TEKS YANG DIBERIKAN >>
↓
Showing posts with label PPh Potput. Show all posts
Showing posts with label PPh Potput. Show all posts

Friday, July 31, 2015

Jaminan Sosial, Iuran Wajib dan Perubahan Peraturan PPh 21 di tahun 2015

Dapat dipastikan bahwa profesional pajak, konsultan pajak hingga petugas pajak yang berhubungan dengan PPh 21 atas penghasilan karyawan akan mengalami banyak pekerjaan tambahan karena di tahun 2015, perhitungan PPh 21 mengalami banyak perubahan berarti  karena adanya peraturan baru khususnya pada bulan Juni dan  Juli 2015.
↑
TUGAS LATIHAN >> Lanjutkan teks tentang perubahan peraturan PPh 21 tahun 2015 di atas, mulai setelah kalimat terakhirnya. Data di bawah ini tidak berhubungan dengan teks tersebut.

DATA YANG DIBERIKAN >>
↓
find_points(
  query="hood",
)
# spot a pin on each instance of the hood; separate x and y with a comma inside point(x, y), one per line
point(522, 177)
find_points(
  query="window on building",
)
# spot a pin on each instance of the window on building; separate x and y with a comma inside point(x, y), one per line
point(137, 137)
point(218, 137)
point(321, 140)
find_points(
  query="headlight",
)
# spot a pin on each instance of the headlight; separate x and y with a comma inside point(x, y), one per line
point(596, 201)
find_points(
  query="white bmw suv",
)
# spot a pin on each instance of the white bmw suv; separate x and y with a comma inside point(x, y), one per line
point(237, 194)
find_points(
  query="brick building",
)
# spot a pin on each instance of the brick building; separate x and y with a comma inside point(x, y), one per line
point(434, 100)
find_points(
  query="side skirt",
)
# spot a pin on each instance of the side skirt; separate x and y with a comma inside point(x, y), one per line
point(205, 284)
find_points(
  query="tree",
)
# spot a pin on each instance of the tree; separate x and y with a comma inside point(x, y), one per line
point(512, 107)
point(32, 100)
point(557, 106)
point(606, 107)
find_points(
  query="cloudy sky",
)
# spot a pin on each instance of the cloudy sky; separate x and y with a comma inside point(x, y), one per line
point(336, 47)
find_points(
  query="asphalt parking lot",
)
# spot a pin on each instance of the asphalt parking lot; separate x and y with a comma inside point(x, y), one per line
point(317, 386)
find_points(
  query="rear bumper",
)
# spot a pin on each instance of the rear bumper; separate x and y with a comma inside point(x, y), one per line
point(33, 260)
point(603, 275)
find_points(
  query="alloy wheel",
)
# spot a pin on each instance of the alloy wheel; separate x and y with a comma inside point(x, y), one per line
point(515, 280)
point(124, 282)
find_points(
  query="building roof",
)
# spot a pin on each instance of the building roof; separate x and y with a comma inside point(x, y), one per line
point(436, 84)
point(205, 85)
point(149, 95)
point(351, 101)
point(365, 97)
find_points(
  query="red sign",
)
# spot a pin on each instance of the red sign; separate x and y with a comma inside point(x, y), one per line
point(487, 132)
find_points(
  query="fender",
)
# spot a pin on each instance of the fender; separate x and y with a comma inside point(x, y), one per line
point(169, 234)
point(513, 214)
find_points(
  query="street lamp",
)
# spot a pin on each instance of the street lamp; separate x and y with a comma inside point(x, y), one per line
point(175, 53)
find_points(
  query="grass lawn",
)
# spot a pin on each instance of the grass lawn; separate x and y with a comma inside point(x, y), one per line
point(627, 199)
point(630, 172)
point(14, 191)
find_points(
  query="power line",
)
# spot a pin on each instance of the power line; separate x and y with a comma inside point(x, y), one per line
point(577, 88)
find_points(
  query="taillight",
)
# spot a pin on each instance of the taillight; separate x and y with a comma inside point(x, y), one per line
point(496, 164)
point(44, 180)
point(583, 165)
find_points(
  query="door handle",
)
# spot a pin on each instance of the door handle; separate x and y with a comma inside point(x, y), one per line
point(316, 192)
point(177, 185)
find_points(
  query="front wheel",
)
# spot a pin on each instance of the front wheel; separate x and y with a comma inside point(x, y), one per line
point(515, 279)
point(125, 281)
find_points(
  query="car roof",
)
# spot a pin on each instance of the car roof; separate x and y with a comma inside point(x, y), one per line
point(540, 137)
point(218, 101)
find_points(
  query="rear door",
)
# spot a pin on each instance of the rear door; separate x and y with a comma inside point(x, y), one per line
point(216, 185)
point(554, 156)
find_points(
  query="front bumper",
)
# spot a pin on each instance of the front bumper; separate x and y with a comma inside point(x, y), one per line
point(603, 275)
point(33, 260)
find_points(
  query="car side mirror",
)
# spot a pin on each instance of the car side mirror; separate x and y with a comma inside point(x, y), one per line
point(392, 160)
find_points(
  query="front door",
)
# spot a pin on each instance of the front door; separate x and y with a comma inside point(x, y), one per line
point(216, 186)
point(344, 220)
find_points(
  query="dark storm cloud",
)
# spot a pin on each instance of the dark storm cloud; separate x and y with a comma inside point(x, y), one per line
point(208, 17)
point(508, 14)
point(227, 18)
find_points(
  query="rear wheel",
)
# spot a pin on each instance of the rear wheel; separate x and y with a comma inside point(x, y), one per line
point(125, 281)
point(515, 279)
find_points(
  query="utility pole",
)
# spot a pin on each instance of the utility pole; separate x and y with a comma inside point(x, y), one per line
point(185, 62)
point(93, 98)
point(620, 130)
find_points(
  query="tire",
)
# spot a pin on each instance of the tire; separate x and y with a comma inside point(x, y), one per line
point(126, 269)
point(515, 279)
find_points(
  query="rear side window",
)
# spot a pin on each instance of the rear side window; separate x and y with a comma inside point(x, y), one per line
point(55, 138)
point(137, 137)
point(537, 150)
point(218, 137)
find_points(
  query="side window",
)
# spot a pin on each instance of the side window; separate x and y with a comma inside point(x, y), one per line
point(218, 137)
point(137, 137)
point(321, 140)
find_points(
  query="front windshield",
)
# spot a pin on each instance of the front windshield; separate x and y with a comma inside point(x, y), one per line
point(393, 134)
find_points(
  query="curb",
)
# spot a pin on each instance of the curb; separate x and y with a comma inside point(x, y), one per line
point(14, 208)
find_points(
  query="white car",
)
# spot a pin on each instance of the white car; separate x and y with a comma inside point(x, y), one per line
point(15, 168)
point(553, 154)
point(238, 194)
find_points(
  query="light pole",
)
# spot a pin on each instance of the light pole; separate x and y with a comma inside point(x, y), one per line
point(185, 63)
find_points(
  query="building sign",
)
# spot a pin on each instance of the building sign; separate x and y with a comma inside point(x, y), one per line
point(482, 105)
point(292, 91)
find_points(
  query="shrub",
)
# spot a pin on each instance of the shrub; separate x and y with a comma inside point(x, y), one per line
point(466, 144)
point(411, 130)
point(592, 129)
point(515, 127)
↑
JAWABAN TUGAS >>
Kenapa? Demikian alasannya: 

A.PTKP
Seperti sudah dijelaskan pemerintah sebelumnya, Penghasilan Tidak Kena Pajak (PTKP) dinaikkan menjadi sebesar 3 juta rupiah sesuai Peraturan Menteri Keuangan No.  122/PMK.010/2015 tanggal 29 Juni 2015 sehingga jumlah PTKP untuk Wajib Pajak selama setahun adalah sebesar : 

-Rp 36.000.000,00 (tiga puluh enam juta rupiah) untuk diri Wajib Pajak orang pribadi;
-Rp 3.000.000,00 (tiga juta rupiah) tambahan untuk Wajib Pajak yang kawin;
-Rp 36.000.000,00 (tiga puluh enam juta rupiah) tambahan untuk seorang isteri yang penghasilannya digabung dengan penghasilan suami
-Rp3.000.000,00 (tiga juta rupiah) tambahan untuk setiap anggota keluarga sedarah dan keluarga semenda dalam garis keturunan lurus serta anak angkat, yang menjadi tanggungan sepenuhnya, paling banyak 3 (tiga) orang untuk setiap keluarga.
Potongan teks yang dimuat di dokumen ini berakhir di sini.